> Dataset entries
★ ★ ★ ★ ★ ★ ★
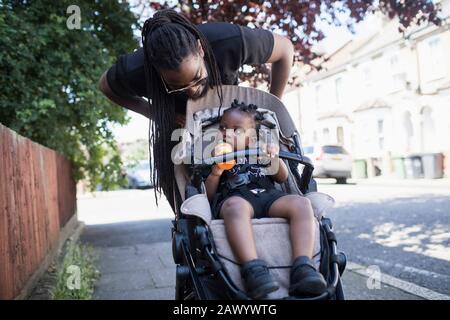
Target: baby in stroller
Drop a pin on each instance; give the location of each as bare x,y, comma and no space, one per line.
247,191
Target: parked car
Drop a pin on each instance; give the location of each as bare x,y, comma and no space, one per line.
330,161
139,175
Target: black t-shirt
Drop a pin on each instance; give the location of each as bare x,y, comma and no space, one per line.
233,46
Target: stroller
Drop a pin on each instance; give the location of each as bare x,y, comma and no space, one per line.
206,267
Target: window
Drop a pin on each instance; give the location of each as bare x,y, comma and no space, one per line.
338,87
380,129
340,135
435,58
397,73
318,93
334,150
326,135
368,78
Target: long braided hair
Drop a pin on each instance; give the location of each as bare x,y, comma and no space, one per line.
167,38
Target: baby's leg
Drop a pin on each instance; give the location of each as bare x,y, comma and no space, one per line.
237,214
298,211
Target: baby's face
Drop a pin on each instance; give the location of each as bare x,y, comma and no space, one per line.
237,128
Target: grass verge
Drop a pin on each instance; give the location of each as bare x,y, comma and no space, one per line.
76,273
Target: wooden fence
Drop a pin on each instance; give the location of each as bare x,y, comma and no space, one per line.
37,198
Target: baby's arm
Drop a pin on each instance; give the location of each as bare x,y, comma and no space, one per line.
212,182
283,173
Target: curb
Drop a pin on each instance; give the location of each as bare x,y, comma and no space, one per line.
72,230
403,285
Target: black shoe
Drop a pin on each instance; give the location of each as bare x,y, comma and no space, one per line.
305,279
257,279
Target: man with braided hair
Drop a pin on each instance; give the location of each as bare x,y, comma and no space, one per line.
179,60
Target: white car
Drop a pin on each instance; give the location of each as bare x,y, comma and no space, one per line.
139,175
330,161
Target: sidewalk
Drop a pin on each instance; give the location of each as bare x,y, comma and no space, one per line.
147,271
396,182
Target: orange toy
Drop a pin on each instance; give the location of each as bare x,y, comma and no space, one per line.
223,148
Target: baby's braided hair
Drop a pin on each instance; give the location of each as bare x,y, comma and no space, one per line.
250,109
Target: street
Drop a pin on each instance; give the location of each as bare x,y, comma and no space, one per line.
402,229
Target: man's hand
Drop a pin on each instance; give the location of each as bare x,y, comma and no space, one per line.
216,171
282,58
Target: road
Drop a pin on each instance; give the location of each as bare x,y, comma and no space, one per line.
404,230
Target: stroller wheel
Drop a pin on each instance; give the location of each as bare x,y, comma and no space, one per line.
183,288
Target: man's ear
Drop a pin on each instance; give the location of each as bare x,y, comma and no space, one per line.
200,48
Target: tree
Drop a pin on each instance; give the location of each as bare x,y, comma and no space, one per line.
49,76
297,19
★ ★ ★ ★ ★ ★ ★
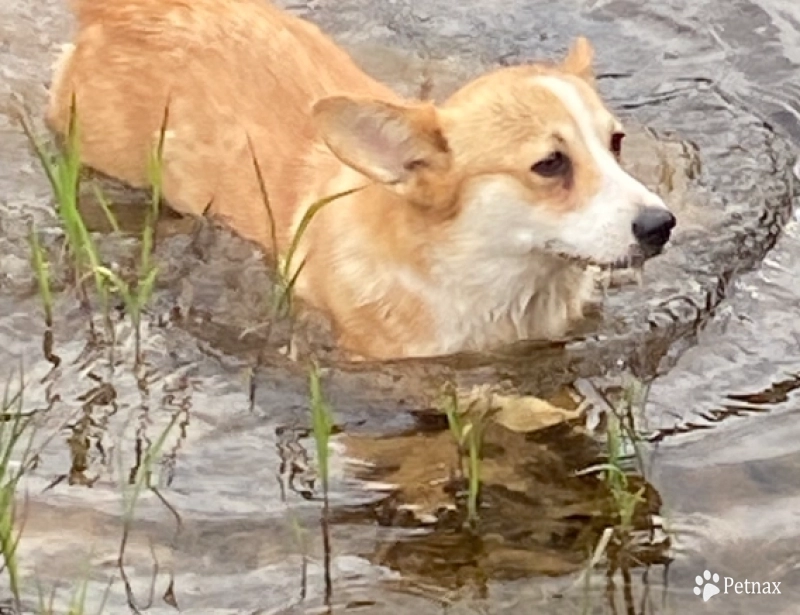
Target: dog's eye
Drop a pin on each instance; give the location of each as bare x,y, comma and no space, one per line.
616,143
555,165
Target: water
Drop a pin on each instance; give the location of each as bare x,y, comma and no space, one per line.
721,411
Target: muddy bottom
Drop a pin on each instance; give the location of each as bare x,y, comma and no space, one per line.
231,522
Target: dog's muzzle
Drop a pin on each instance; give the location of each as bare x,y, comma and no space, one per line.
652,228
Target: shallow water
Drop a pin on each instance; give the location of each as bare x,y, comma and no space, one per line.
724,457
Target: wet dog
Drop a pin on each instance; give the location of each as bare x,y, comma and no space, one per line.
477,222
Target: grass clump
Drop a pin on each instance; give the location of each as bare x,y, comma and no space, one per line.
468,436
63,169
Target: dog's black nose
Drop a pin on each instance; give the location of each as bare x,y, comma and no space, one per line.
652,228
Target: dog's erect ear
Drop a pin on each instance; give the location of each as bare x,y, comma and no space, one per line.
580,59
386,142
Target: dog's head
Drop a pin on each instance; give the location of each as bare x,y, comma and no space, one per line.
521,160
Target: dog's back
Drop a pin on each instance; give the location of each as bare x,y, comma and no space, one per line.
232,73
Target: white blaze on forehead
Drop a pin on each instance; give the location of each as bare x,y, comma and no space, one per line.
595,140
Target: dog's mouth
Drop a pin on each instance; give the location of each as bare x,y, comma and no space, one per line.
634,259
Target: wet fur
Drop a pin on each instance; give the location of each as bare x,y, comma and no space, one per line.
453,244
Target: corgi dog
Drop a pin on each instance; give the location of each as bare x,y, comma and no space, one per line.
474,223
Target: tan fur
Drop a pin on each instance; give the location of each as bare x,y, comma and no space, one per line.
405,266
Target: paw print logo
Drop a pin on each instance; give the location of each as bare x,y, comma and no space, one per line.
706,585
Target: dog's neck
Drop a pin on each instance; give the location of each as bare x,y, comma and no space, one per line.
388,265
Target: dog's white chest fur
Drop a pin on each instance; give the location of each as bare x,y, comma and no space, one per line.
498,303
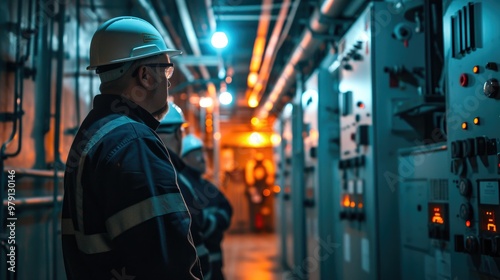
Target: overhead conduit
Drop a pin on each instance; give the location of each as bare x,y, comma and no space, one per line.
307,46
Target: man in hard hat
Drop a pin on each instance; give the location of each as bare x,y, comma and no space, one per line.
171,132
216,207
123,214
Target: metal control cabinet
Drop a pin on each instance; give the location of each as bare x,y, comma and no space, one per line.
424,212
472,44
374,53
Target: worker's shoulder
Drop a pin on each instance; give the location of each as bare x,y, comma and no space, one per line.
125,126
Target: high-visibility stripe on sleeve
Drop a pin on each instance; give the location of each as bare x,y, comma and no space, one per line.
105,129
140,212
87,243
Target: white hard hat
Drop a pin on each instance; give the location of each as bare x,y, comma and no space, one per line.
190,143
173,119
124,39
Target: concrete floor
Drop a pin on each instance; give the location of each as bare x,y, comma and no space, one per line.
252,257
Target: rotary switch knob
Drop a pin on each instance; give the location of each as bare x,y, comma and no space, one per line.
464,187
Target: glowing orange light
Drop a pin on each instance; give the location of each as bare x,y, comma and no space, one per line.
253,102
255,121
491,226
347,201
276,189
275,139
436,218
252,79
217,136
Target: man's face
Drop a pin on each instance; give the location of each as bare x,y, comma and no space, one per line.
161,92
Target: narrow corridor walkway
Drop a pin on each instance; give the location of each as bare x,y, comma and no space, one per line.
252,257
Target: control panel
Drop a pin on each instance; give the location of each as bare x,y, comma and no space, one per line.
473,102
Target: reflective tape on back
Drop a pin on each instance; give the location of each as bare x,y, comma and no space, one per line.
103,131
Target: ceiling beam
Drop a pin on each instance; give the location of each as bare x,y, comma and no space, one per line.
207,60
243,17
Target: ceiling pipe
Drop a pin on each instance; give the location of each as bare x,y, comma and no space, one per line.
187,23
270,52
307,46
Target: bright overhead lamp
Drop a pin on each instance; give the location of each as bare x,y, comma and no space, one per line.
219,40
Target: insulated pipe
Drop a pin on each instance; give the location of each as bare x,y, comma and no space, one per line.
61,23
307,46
★ ★ ★ ★ ★ ★ ★
> Given task
Count the lines in the records above that contain the word "orange". Reply with the number only.

> Exercise response
2